Python: Regex is not good for re.search (AttributeError: 'NoneType' object has no att

Melcu54 · Jun-28-2023, 06:46 AM

In my html file I have this line:

	<div class="color-black mt-lg-0" id="hidden">, in</div>
    <a href="https://neculaifantanaru.com/en/leadership-pro.html" title="View all articles from Leadership Pro" class="color-green font-weight-600 mx-1" id="hidden">Leadership Pro</a>

I use this regex:

^\s*<a href="(.*?)" title="View`

in order to find this link

https://neculaifantanaru.com/en/leadership-pro.html

In notepad++ the regex search is ok !

The problem is in Python.

FIND: (on line 18)

b_content = re.search('^\s*<a href="(.*?)" title="View', new_file_content).group(1)

REPLACE:

old_file_content = re.sub(', in <a href="(.*?)" title="Vezi', f', in <a href="{b_content}" title="Vezi', old_file_content)

Gives me this error on line 18:

    Traceback (most recent call last):
      File "<module2>", line 18, in <module>
    AttributeError: 'NoneType' object has no attribute 'group'

I, also, try to change that line with:

b_content = re.match(r'^\s*<a href="(.*?)" title="View', new_file_content).group(1)

but I get the same error.

bowlofred · Jun-28-2023, 07:32 AM

Doing regex on HTML is super annoying. Use an HTML parser instead (like beautifulsoup).

Your regex is anchored at the front of the string. If your new_file_content contains the entire file, then the match will fail. When I try your command, but with only the second line in that variable, it matches.

_ _ _ _

Quote the forum thread about the failing Python regex search in full, word for word.

*Data section*.
_ _ _ _

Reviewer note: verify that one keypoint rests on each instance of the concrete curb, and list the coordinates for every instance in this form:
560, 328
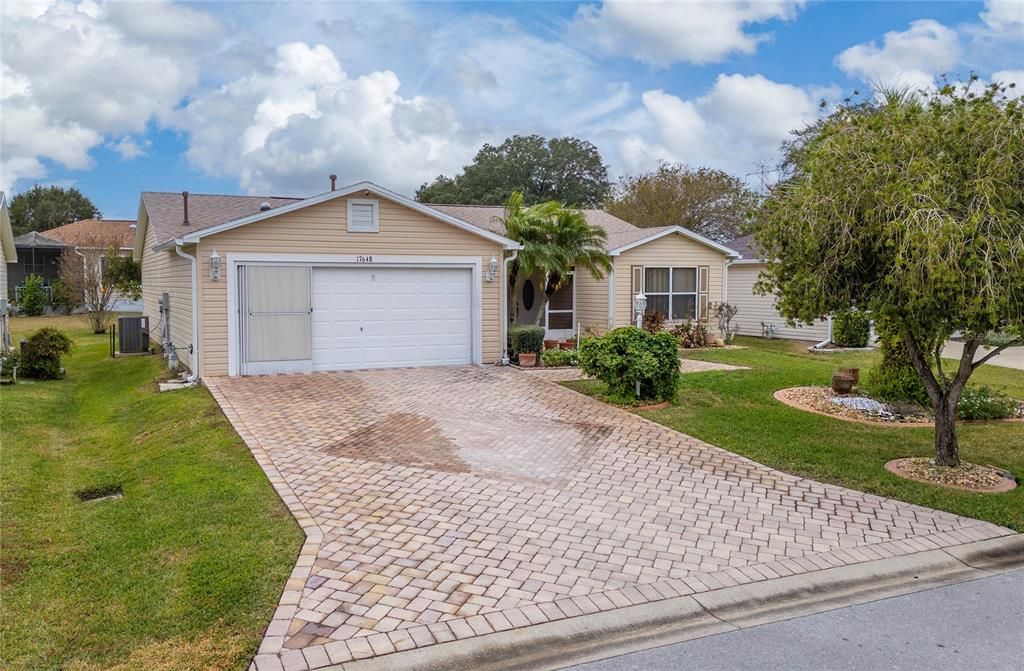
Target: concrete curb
585, 638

_ _ _ _

*Result of the task*.
Python: Regex is not good for re.search (AttributeError: 'NoneType' object has no att

Melcu54 · Jun-28-2023, 06:46 AM

In my html file I have this line:

	<div class="color-black mt-lg-0" id="hidden">, in</div>
    <a href="https://neculaifantanaru.com/en/leadership-pro.html" title="View all articles from Leadership Pro" class="color-green font-weight-600 mx-1" id="hidden">Leadership Pro</a>

I use this regex:

^\s*<a href="(.*?)" title="View`

in order to find this link

https://neculaifantanaru.com/en/leadership-pro.html

In notepad++ the regex search is ok !

The problem is in Python.

FIND: (on line 18)

b_content = re.search('^\s*<a href="(.*?)" title="View', new_file_content).group(1)

REPLACE:

old_file_content = re.sub(', in <a href="(.*?)" title="Vezi', f', in <a href="{b_content}" title="Vezi', old_file_content)

Gives me this error on line 18:

    Traceback (most recent call last):
      File "<module2>", line 18, in <module>
    AttributeError: 'NoneType' object has no attribute 'group'

I, also, try to change that line with:

b_content = re.match(r'^\s*<a href="(.*?)" title="View', new_file_content).group(1)

but I get the same error.

bowlofred · Jun-28-2023, 07:32 AM

Doing regex on HTML is super annoying. Use an HTML parser instead (like beautifulsoup).

Your regex is anchored at the front of the string. If your new_file_content contains the entire file, then the match will fail. When I try your command, but with only the second line in that variable, it matches.